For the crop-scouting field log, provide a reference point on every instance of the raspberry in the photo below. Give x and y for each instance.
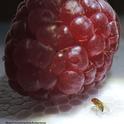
(60, 47)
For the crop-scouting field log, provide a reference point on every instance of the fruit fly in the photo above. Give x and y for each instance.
(99, 104)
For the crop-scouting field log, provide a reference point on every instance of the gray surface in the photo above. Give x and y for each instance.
(17, 107)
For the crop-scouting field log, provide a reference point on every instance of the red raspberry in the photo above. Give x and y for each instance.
(60, 46)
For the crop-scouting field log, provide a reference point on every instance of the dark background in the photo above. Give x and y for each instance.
(8, 8)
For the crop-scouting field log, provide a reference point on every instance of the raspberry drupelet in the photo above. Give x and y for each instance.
(60, 46)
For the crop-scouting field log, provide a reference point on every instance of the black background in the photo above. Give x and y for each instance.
(8, 8)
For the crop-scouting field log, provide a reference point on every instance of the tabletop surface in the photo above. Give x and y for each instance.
(15, 107)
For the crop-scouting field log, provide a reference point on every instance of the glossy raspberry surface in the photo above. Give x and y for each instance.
(60, 46)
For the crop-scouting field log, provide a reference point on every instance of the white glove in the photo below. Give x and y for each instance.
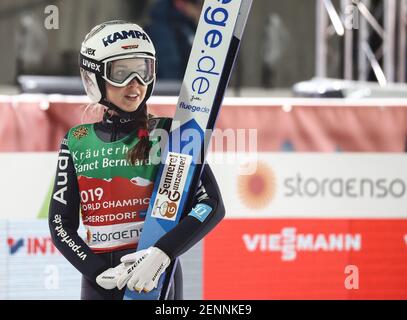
(146, 274)
(108, 278)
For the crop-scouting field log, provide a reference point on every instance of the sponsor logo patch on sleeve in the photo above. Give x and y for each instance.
(200, 211)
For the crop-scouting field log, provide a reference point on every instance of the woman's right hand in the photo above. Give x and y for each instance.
(108, 279)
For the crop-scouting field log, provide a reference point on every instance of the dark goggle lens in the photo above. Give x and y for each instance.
(119, 71)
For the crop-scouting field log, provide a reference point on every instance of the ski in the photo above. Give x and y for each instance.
(210, 64)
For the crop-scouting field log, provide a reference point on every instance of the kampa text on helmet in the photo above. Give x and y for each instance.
(122, 35)
(88, 51)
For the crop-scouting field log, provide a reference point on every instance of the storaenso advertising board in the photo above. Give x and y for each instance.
(208, 71)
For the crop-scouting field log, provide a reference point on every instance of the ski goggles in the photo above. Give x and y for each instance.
(119, 72)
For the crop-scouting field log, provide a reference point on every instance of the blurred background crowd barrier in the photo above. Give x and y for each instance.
(328, 193)
(321, 85)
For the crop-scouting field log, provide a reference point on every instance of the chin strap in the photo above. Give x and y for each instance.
(123, 115)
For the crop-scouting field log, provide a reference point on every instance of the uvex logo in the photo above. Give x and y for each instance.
(91, 65)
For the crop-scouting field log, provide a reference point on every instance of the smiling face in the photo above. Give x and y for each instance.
(127, 98)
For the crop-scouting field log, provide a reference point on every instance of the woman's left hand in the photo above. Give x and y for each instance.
(146, 274)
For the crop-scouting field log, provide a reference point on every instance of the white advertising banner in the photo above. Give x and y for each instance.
(315, 185)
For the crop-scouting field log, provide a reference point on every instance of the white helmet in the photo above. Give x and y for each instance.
(117, 52)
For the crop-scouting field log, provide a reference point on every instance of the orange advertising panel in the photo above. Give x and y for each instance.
(306, 259)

-=-=-

Reproduce the listing, starting at the line that contains "of the smiling" and ending at its final line, with the requests included. In the answers, multiply every x and y coordinate by 1.6 and round each result to a whole number, rounding halves up.

For the crop-scouting field log, provide a reference point on every instance of the smiling face in the photo above. Give x and y for each instance.
(203, 157)
For the crop-scouting field log, provide a reference point on every instance of the woman's left hand in the photo above. Give x and y for each instance.
(234, 438)
For the crop-scouting field log, provide a reference point on every instance of the white advertising banner in the photo above. Give x and y for each instance.
(504, 296)
For the crop-scouting field log, provide a reference point on every instance of the white helmet in the photo above. Give x and y for each instance.
(187, 83)
For the crop-scouting field log, provide a reference point on every instance of the orange advertising panel in the photo above. Give x and y for each instance.
(490, 414)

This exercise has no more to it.